━━━━━ Source text
Over the Top Rope

Rock Riddle's
Wrestling Revue

by Rock Riddle, the Original "Mr. Wonderful" of Professional Wrestling

Initial Publication Date:   June 7, 2007

Click on any of the smaller photos to enlarge

Cowboy Bob Kelly

It was April 21, 2007.  Four hundred professional wrestlers along with dozens of fans, paparazzi, videographers and a contingent of national and international press people had gathered for the Forty-Second Annual CAC Wrestlers’ Reunion and Awards Banquet.  It was the third and final day of the prestigious event.  The actual awards ceremony (the “main event") was in progress.  Several legends had already been honored that evening, including my old friend Cowboy Bob Kelly.  Bob and I had wrestled each other many times in Mississippi, Florida and Alabama.  Thousands of fans remember the Rock Riddle/Bob Kelly feud.
━━━━━━━━━━
* _Activity list_
- A) Answer these questions using Rock Riddle's wrestling column:
(i) On what date was the column first published?
(ii) How many professional wrestlers gathered for the reunion and awards banquet?
(iii) In which states did Rock Riddle and Cowboy Bob Kelly wrestle each other?
- B) Continue Rock Riddle's wrestling column about the CAC Wrestlers' Reunion from the point where it stops.
The listing has no connection to the wrestling column.
━━━━━ Collected data
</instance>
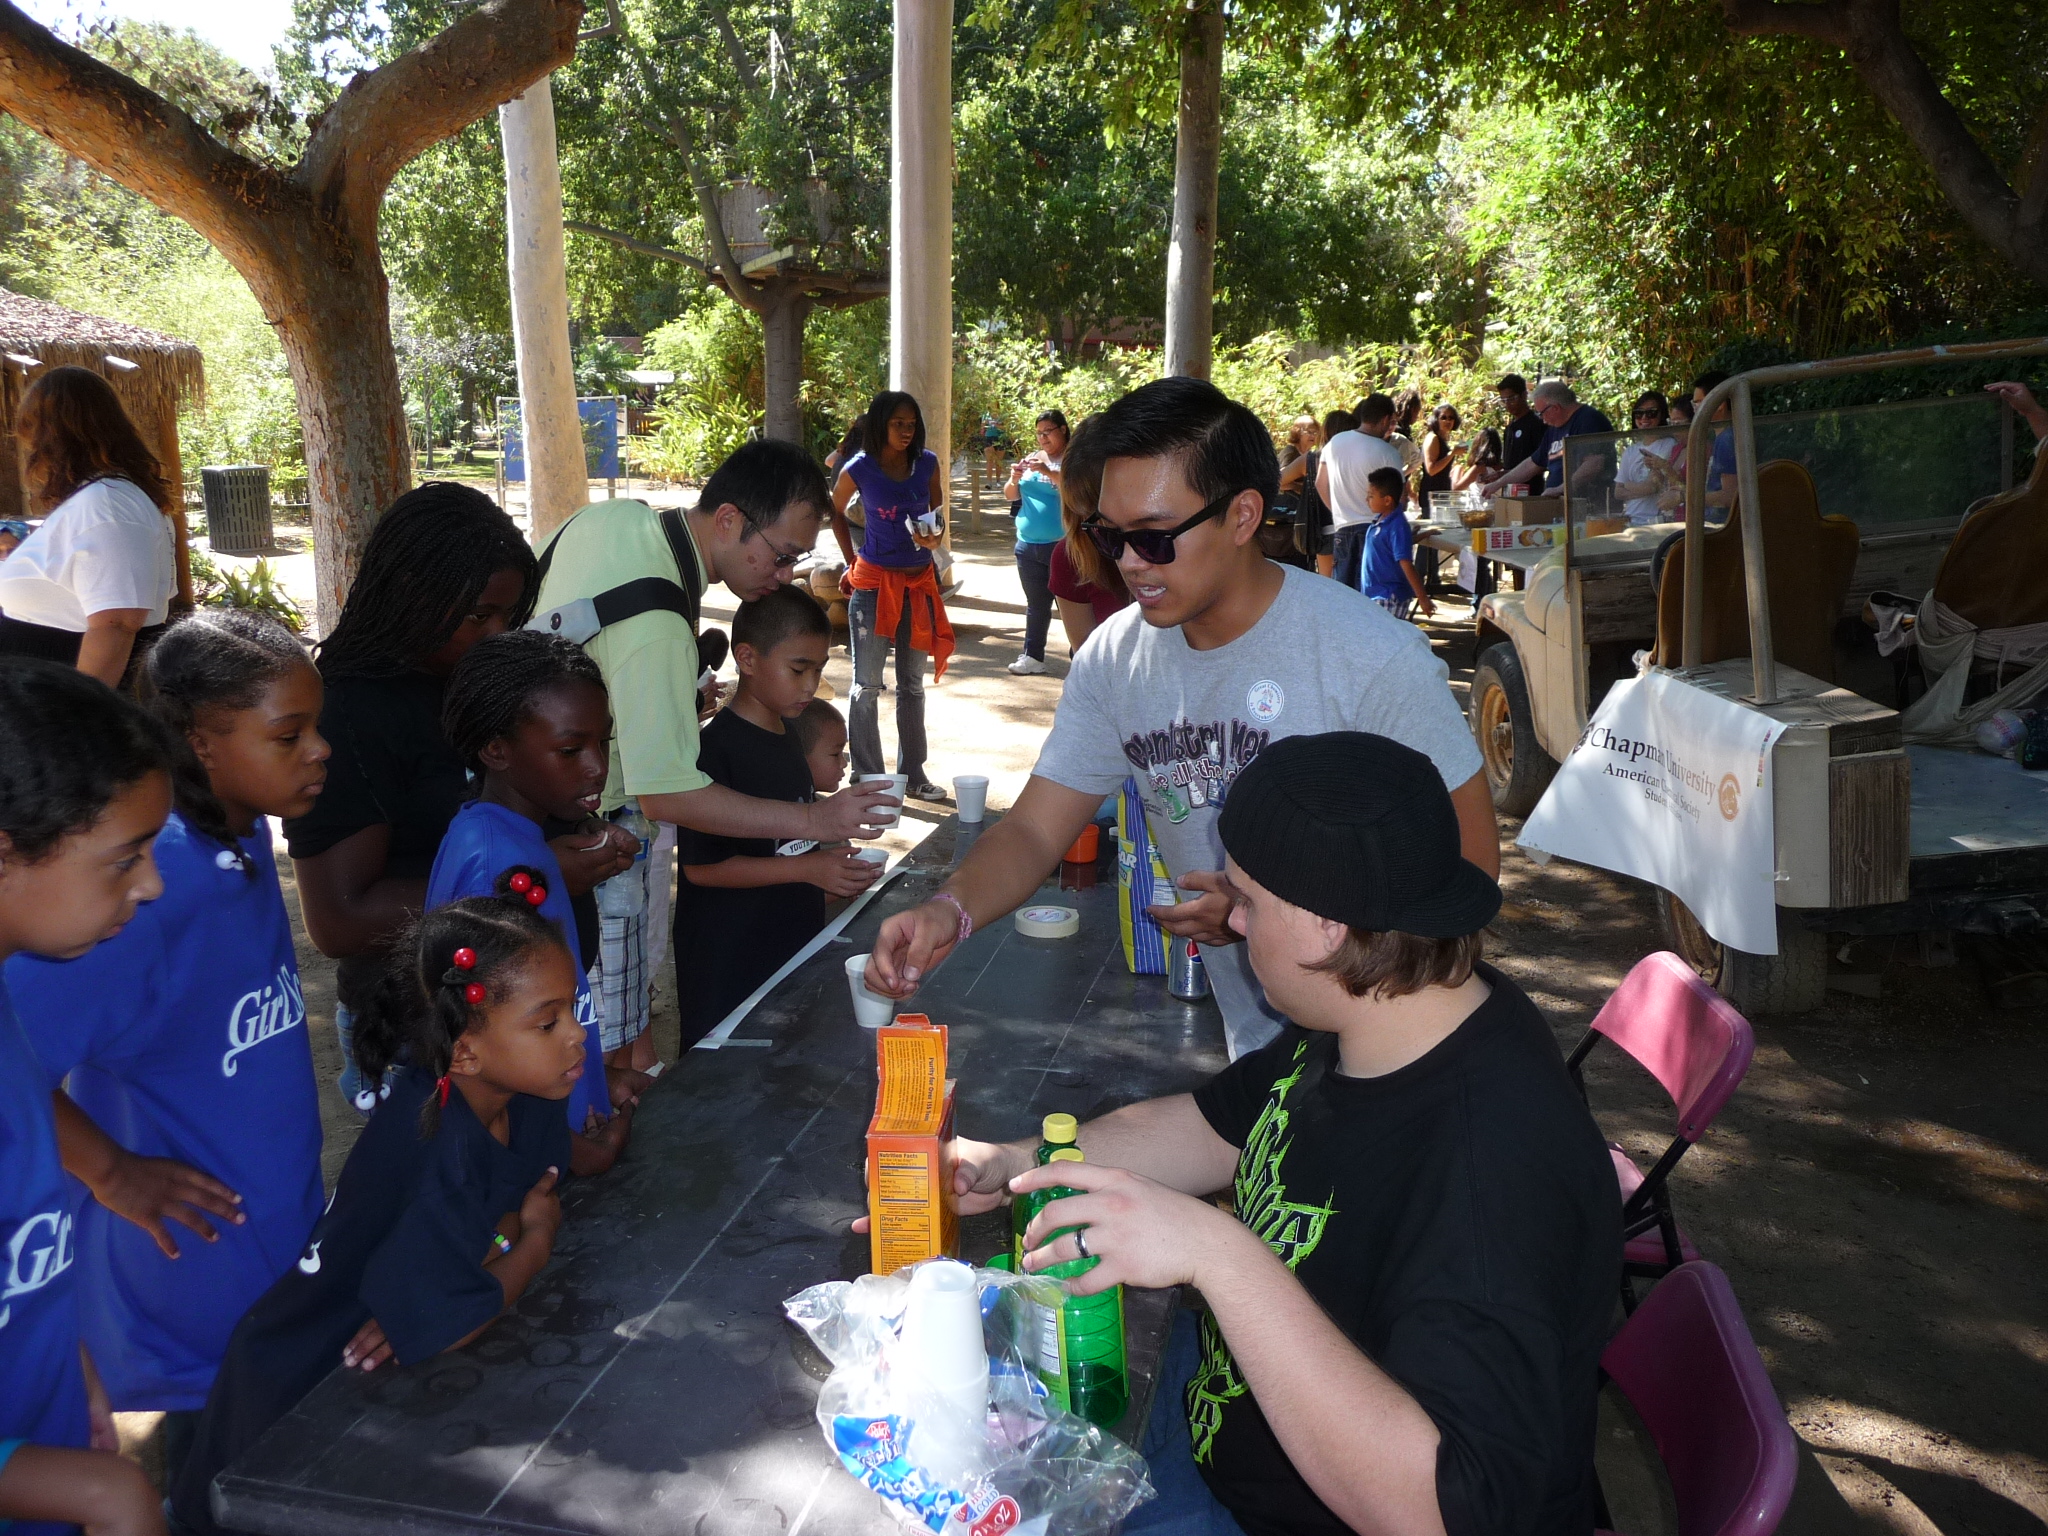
━━━━━━━━━━
* _Answers to the tasks_
- A)
(i) June 7, 2007
(ii) Four hundred
(iii) Mississippi, Florida and Alabama

- B)
Two of the fans at the convention had approached me earlier in the day.  The heavyset, bald one said, “We were watching you when Cowboy Bob Kelly came into the room.”  He looked at his grinning friend for a moment before he redirected his attention to me and continued, “We expected to see you two attack each other.”  I couldn’t help but smile.  “No,” I said, “I think the feud ended about twenty years ago.”  The smaller of the two seemed to be disappointed with my answer, so I clarified it for him.  “In our long-running feud,” I explained, “we were able to really test each other.  We developed a respect for one another, and a friendship developed as a result.”  The smaller guy still wasn’t happy with my answer.  His mouth was twisted in an expression of irritation.  I looked directly at him, changed my expression to one I felt would indicate deep thought, hesitated for a moment, and then said, “Maybe I should just grab a chair and smash it over Cowboy Bob Kelly’s head!”  The little guy was happy.  “Yeah, yeah, yeah!” he said, loud enough to get attention from the other side of the ballroom.  “Yeah, smash it over his head!”  I turned my back so he wouldn’t see me smiling.  “How great it is,” I thought, “that there are fans like that still around.”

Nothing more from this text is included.